*** Block opens ***
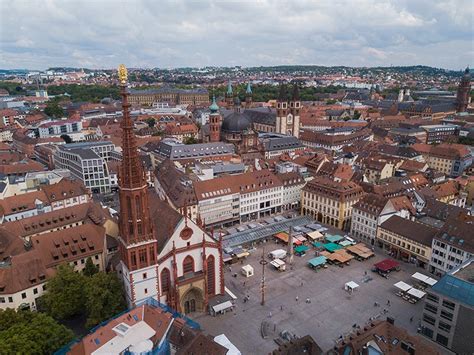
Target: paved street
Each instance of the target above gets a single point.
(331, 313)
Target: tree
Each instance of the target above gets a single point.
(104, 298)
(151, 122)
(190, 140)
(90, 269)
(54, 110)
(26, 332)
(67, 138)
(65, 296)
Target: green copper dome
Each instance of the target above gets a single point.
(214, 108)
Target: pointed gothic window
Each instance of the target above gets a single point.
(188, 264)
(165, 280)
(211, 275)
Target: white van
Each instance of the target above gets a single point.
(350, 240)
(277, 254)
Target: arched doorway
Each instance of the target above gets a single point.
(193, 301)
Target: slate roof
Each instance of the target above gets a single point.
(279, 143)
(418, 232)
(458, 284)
*** Block closes ***
*** Block opens ***
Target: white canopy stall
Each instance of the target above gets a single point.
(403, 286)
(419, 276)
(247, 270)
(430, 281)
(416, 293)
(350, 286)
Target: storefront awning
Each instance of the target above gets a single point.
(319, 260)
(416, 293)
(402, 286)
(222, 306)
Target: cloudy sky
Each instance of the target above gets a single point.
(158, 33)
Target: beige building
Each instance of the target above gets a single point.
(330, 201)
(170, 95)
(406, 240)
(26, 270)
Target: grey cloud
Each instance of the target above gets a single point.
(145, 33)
*** Block closes ***
**PROBLEM TO WORK ON**
Please give, as a bare number, how many lines in the listing above contain "white".

**OUTPUT OF THE EXERCISE**
2